# [THE TASK]
Reproduce the following lines verbatim, omitting any pictures from your answer.

# [THE RECORDS]
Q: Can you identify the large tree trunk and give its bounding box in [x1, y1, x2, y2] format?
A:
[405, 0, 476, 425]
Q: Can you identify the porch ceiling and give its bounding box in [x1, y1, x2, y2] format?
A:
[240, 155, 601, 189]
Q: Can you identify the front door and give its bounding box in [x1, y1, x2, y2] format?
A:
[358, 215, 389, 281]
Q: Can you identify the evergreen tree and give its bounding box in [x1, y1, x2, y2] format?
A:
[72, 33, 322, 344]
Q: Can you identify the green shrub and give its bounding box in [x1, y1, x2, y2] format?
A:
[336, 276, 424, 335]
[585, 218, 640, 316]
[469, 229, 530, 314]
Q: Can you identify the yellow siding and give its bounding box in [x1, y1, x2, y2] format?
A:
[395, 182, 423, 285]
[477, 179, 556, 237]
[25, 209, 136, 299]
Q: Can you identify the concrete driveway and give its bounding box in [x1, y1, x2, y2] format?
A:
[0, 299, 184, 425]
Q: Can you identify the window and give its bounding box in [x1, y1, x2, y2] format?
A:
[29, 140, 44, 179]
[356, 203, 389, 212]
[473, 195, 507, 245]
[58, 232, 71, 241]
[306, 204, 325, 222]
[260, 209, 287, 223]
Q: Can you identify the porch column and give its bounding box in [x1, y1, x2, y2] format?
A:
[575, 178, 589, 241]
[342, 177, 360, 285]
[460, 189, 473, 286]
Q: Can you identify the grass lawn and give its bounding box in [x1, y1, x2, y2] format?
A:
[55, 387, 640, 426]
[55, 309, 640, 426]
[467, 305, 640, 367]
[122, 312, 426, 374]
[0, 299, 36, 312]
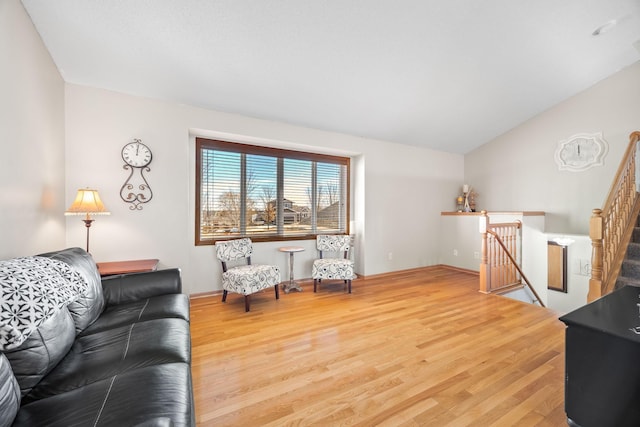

# [RESPONSE FOR THIS EXERCISE]
Q: Can you identify the large tree trunk and give its bounding box in [x1, y1, x2, y2] format?
A:
[405, 0, 476, 425]
Q: Can you identify the porch ceiling and give its bounding box in [x1, y1, x2, y2] format?
A:
[240, 155, 601, 189]
Q: Can you identify the front door and give its bounding box in [x1, y1, x2, y2] format?
A:
[358, 215, 389, 281]
Q: Can you identify the evergreen tree and give its bounding box in [x1, y1, x2, y2] format?
A:
[72, 33, 322, 344]
Q: Can you identify the green shrub and give its bounding box in [x1, y1, x2, y2] format?
A:
[336, 276, 424, 335]
[585, 218, 640, 316]
[469, 229, 530, 314]
Q: Can you identify the yellow siding and give its bounding box in [x1, y1, x2, y2] format?
A:
[395, 182, 423, 285]
[477, 179, 556, 237]
[25, 209, 136, 299]
Q: Can you identify the concrete driveway and give its bounding box in [x1, y1, x2, y2] format?
A:
[0, 299, 184, 425]
Q: Can you identify the window and give its bounding box in [x1, y1, x2, y2] format?
A:
[29, 140, 44, 179]
[356, 203, 389, 212]
[473, 195, 507, 245]
[58, 232, 71, 241]
[306, 204, 325, 222]
[260, 209, 287, 223]
Q: Can you identify the porch column and give its bounding box in [x1, y1, x2, y2] format?
A:
[575, 178, 589, 241]
[342, 177, 360, 285]
[460, 189, 473, 286]
Q: Can you identify the grass lawn and give its bounding box in [x1, y1, x2, y2] format?
A:
[55, 387, 640, 426]
[55, 309, 640, 426]
[467, 305, 640, 367]
[122, 312, 426, 374]
[0, 299, 36, 312]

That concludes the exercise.